Stated goal:
Pull out each row below that contains the string "specify". Case counts.
═══ Excerpted records
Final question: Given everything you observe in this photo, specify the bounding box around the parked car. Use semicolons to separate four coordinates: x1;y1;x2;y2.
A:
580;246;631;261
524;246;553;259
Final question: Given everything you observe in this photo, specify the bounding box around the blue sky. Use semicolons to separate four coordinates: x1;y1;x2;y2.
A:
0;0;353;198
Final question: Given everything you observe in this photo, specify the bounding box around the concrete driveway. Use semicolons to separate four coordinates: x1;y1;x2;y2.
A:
══════
═══ Excerpted records
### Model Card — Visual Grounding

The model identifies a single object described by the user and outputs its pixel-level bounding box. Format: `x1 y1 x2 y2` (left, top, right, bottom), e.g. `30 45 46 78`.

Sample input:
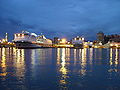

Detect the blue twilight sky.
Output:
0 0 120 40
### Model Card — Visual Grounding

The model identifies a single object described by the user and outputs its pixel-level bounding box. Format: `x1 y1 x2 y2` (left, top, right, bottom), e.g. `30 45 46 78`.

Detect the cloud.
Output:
══════
═══ Excerpted records
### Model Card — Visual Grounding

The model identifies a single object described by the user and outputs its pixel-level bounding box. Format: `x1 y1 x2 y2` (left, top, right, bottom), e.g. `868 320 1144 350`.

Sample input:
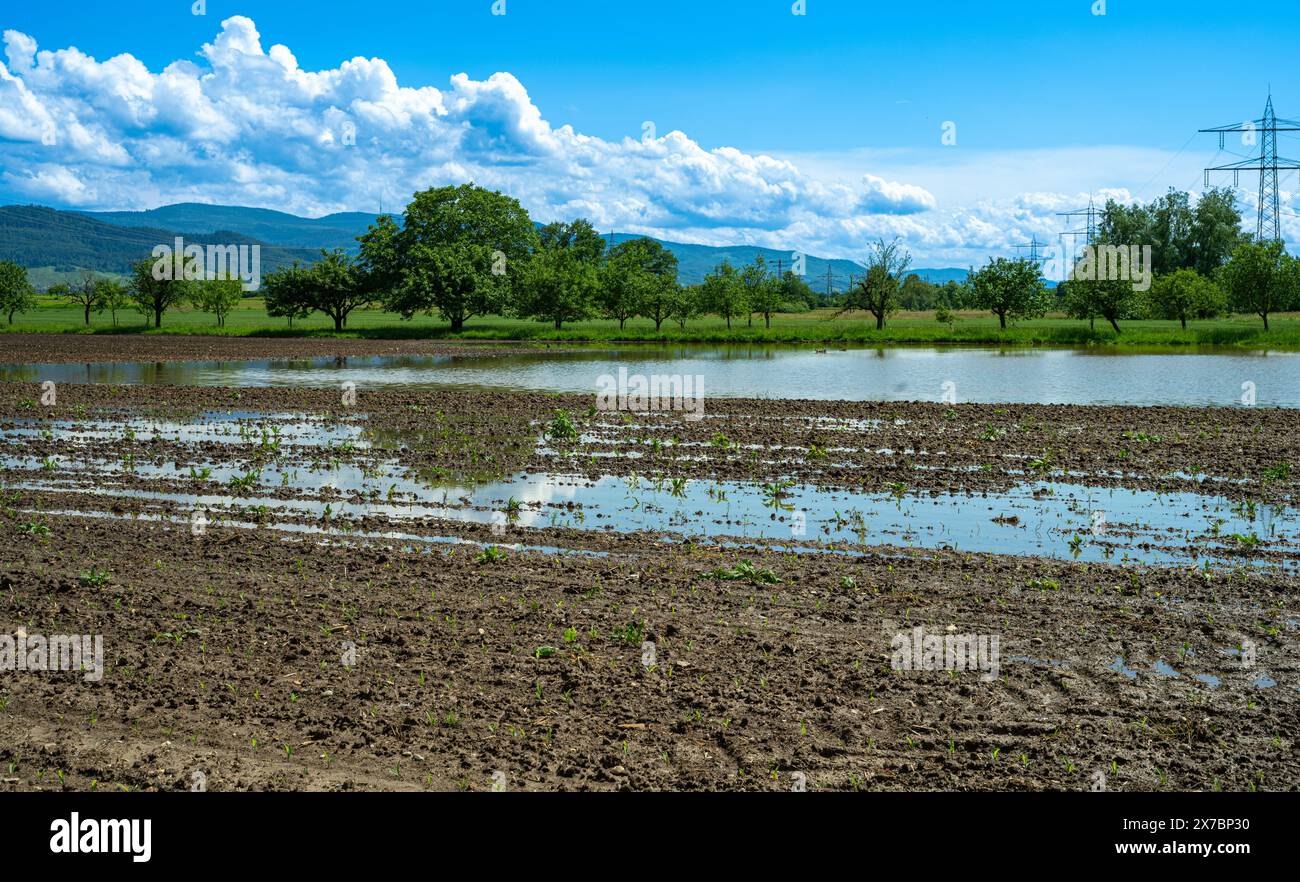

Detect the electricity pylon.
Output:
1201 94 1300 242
══════
Written solution:
Final question: Given everything you observe in this photo, specify the bounding box around the parked car. Use semicolons to separate four coordinates: x1;y1;x2;y2.
Final question: Given everything you observe in this photo, specify the bounding box around the blue sky. Use semicolons to separate four coordinates: x1;y1;x2;y2.
Final question: Given everything you observe in this photo, specify the bounding box around the concrete driveway. Use semicolons to separate four coordinates: x1;y1;x2;y2.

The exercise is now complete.